## Aim of the exercise
Copy out all of the material below with each "photo" swapped for "image" and nothing else altered. Omit the pictures from your copy.

## Supplied records

____________

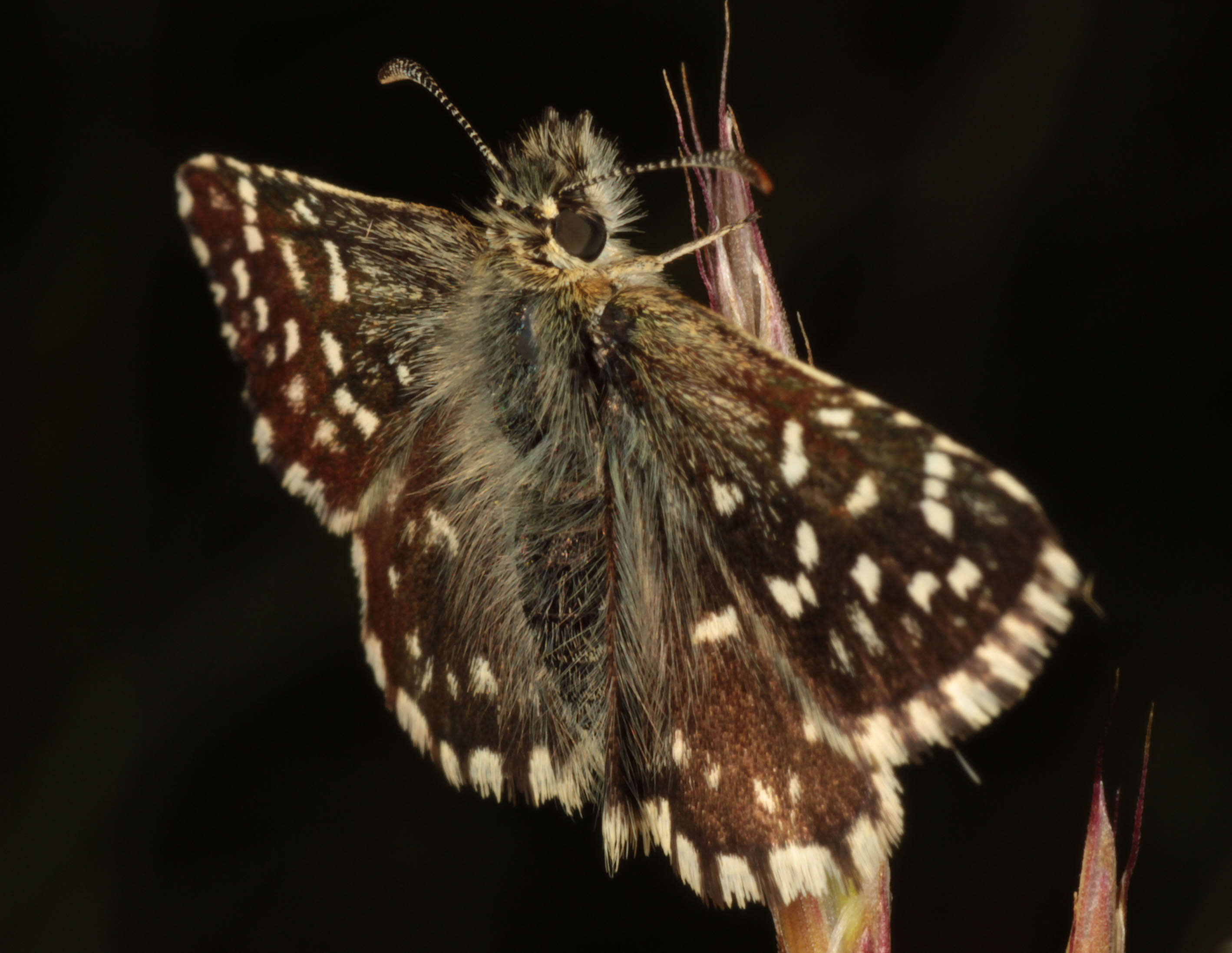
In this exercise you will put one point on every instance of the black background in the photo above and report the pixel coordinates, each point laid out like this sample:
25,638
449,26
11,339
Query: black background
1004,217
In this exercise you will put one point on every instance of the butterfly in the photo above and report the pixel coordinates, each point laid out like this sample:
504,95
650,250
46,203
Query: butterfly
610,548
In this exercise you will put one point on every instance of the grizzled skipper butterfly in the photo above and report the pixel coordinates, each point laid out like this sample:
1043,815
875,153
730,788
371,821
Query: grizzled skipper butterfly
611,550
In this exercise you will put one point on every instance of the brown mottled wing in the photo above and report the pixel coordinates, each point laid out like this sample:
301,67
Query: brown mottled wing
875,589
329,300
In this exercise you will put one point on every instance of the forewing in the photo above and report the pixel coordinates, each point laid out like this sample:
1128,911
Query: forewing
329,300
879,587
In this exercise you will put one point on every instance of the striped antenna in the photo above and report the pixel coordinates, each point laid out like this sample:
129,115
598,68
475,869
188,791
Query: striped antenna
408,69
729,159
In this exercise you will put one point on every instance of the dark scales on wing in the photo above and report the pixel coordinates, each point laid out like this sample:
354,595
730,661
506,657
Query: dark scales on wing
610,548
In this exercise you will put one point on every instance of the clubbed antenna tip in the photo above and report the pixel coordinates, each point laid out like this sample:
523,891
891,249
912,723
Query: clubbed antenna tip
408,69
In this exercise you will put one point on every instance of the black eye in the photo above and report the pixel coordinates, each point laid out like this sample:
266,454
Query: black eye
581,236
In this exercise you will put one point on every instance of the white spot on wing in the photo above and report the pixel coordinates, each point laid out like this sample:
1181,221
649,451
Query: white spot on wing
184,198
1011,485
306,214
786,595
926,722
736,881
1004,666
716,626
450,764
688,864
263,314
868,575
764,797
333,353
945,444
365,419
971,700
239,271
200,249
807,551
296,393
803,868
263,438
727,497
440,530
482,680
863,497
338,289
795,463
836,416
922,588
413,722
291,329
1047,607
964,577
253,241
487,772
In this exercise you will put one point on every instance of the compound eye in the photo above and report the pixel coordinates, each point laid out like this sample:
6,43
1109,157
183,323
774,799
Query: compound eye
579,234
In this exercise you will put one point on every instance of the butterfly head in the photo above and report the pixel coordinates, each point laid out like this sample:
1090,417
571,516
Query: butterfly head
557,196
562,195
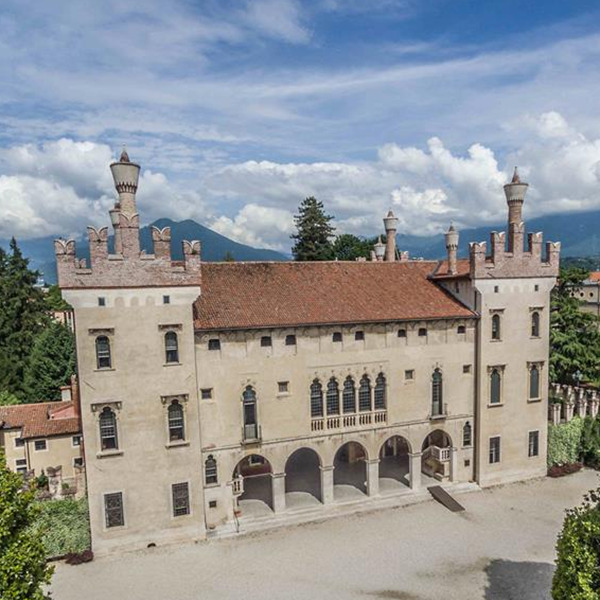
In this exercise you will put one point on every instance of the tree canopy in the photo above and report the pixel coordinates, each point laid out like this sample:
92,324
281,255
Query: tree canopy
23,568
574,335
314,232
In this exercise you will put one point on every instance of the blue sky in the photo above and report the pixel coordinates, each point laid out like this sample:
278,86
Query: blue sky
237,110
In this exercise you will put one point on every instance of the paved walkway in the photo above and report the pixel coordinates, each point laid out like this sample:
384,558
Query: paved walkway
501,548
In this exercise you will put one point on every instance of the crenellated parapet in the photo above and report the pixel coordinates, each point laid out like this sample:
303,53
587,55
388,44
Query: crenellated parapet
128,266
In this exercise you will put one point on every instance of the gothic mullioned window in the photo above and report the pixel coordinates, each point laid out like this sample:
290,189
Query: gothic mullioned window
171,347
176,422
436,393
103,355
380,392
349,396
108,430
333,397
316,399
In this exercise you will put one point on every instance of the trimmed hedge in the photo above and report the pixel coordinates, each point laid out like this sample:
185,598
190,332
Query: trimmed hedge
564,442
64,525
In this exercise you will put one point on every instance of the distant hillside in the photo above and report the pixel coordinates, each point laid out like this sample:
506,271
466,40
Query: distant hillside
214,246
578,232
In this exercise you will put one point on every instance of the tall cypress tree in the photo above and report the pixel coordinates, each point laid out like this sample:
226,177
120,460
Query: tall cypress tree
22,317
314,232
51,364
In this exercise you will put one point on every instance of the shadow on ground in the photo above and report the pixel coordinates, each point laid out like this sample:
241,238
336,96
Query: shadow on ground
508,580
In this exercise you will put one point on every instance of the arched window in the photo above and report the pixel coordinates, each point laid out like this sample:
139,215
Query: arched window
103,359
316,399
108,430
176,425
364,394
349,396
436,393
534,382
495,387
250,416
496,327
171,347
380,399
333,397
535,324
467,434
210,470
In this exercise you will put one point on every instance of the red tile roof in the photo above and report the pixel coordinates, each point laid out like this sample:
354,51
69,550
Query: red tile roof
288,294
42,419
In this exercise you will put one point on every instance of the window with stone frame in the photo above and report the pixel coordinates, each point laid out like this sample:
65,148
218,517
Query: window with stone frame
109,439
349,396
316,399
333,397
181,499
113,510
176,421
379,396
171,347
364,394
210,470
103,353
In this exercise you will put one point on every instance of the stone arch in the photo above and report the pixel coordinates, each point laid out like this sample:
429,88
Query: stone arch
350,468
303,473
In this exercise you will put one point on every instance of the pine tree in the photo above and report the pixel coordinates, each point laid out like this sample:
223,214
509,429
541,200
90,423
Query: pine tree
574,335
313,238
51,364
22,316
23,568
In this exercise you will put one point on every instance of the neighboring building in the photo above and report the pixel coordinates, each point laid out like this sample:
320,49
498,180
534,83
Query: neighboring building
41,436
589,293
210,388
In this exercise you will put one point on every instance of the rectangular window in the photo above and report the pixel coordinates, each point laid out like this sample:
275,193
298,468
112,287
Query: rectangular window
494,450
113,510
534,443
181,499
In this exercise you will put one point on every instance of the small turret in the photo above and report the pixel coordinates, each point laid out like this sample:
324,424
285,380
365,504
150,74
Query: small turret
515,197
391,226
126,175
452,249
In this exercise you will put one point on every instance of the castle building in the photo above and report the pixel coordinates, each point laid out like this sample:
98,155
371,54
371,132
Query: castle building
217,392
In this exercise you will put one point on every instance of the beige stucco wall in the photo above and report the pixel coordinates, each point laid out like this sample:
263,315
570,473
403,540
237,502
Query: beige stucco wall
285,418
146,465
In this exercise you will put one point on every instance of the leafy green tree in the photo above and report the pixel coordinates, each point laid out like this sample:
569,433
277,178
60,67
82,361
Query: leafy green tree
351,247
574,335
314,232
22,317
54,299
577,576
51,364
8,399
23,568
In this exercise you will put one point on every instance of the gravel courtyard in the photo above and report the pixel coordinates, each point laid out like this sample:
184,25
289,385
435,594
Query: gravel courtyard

____________

## Correct answer
In this exercise you will put one point on every instance of the black background in the image above and report the pixel coordinates, each point laid out like this sample:
25,638
449,26
11,339
Query: black background
1004,217
In this exercise you will put one point on every instance of the butterfly in the image above and report the pixel coordinates, each point laid out like this sample:
504,95
650,250
46,203
Query: butterfly
610,548
In this exercise you will put one point on every instance of the grizzled skipper butterfly in the image above and report the pixel coordinates, each point laid out like this sample:
1043,815
875,153
730,788
371,821
Query: grizzled skipper butterfly
611,550
In this exercise you will put one point on every instance of the brown mottled wing in the image above and report the pixel coordinates, each point laid out like this sample:
301,67
Query: brown mottled wing
875,589
329,300
In this exercise you will put one point on every instance of the forewing in the image above and report the pixel coordinates, each point laid out like this sample:
1128,911
Query: forewing
329,300
879,587
In this exercise you will put one point on every instance of the striped antenna in the image above and report the pixel coordinates, each point laid out like this sample:
129,115
598,68
475,869
188,791
Query: striped antenna
408,69
729,159
In this exercise you will put one point on every instance of the dark scales on wing in the image above and report the pixel coordinates, each point laid out like this sample:
354,595
730,661
506,657
Query: dark scales on wing
610,548
In this exercise you will put one point on every instance of the clubbed antenna tip in the image above and report the pixel coordinates, each point laid out like this sample:
523,891
891,249
912,723
Query: clubbed antenna tip
408,69
In this exercise you will put one point on every instance of the black eye in the image above and report the pixel coordinates, each point laid out like this sample:
266,454
Query: black eye
581,236
In this exercise you will put one point on every instance of the white spot on wing in the image above and report the pixel coordinates, each point laid out like this sample:
1181,221
649,451
Query: white spot on wing
184,198
1011,485
306,214
786,595
926,722
736,881
1004,666
716,626
450,764
688,864
263,314
868,575
764,797
333,353
945,444
365,419
971,700
239,271
200,249
807,551
296,393
803,868
263,438
727,497
440,530
482,680
863,497
338,289
795,463
836,416
922,588
413,722
291,329
1047,607
964,577
253,241
487,772
In this exercise you will put one point on every instance of the compound eye in the image above and report the pixel coordinates, each point laid out like this sample:
6,43
1109,157
183,323
774,799
Query: compound eye
579,234
In this exercise you will put one point on every instance of the butterfly head in the image above and report the pixel coordinates, each point laid out like this sample:
1090,417
571,516
Query: butterfly head
557,196
562,195
In this exercise you will put one point on every instance of the tree canopy in the image above and report the pixel coordinates, each point laid out like this sample:
92,324
281,255
Query: tree canopy
23,568
574,335
314,232
In this exercise you will put one point on every instance of the blue sky in the image above and report the pixel coordinates, each point laid out like this sample:
278,86
Query: blue sky
237,110
In this exercise you will put one point on every instance of the paved walkway in the image above and report the pixel coordinates, each point laid out like this sample:
384,558
Query: paved walkway
501,548
In this exercise you will put one point on every instance of the crenellated parapet in the image above and report the pixel coordinates, each point laid out like this sample:
303,53
587,55
388,44
Query: crenellated parapet
128,266
In this exercise you will put one point on every instance of the gothic mullioned window in the image above and report the pixel coordinates, each point laid out like this sample:
290,189
Query: gothic mullioned window
171,347
176,422
436,393
103,355
380,392
349,396
108,430
333,397
316,399
In this exercise you will put one point on every instance of the trimmed hedge in the image above and report the pixel coordinates, each point laid out like this sample:
185,598
190,332
Query: trimmed hedge
564,442
64,525
In this exercise you will put one point on every instance of the distant hillside in the image above and report the pixel coordinates, each point laid out like this sample:
506,271
466,40
Query: distant hillside
214,246
578,232
In this exercise you will put one point on every instance of the tall cypress tree in the image above and report the pixel coordinates, each point laid out like this sample:
226,177
120,460
Query: tall cypress tree
22,317
314,232
51,364
In this exercise you will put one point on every instance of the shadow on ground in the image above and report the pixel coordinates, each point laid out like this sample:
241,238
336,96
Query: shadow on ground
508,580
In this exercise you will put one point on every instance of the arched window in the image above and report the pixel coordinates, each point laid out like this sample:
139,215
Query: arched window
103,359
316,399
108,430
176,425
364,394
349,396
436,393
534,382
495,387
250,416
496,327
171,347
380,399
333,397
535,324
467,434
210,470
In this exercise you will put one point on every instance of the red tile roof in the image above and report the pixel coordinates, each point laid out like this sample:
354,51
69,550
Query: red tile roof
288,294
42,419
In this exercise you will put one point on every instance of the window with stone frame in the image above and report the pixel coordinates, each point laid out like this sample:
65,148
218,517
Query: window with stone frame
109,439
349,396
316,399
333,397
181,499
113,510
176,421
379,396
171,347
364,394
210,470
103,353
In this exercise you will put one point on every instance of the stone arch in the image above and report the pixel coordinates, each point laid out like this sample:
429,88
Query: stone arch
350,468
303,473
In this exercise you will put one point on every instance of the pine tree in the image above and report the pixel coordinates, each point laid out like this sample:
223,214
509,429
541,200
90,423
Query: pine tree
574,335
313,238
51,364
22,316
23,568
In this exercise you will put one point on every instance of the neighboring building in the image above and report the pixel coordinates, each point laid out like this sample:
320,49
498,180
534,83
Query: neighboring building
41,436
589,293
210,388
In this exercise you will put one point on every instance of the rectangular window in the image above and report the pixel coordinates, each point laid out like this sample:
275,193
298,468
112,287
Query: rectangular window
494,450
113,510
534,443
181,499
In this exercise you will put one point on every instance of the small turret in the image above and report the pixel coordinates, each point laid out like this sample:
324,424
285,380
365,504
150,74
Query: small turret
515,197
391,226
126,175
452,249
In this exercise you will put one point on every instance of the castle building in the image above and report the pixel coordinates, each point laid out like this sample:
98,155
371,54
371,132
Query: castle building
217,392
In this exercise you will put one point on every instance of the beige stucco wall in the image above and report the pixel coordinates, each point laid out like this sample:
263,315
570,473
403,540
237,502
Query: beige stucco wall
285,418
146,465
In this exercise you will put one point on every instance of the leafy green tree in the image above and report the pixel coordinates, each point laid out like this sample:
569,433
277,178
60,67
82,361
Query: leafy green tree
351,247
574,335
314,232
22,317
54,299
577,576
51,364
8,399
23,568
In this exercise you will put one point on every instance of the gravel courtyard in the image above and report the pixel coordinates, each point laid out like this sample:
184,25
289,385
435,594
Query: gravel courtyard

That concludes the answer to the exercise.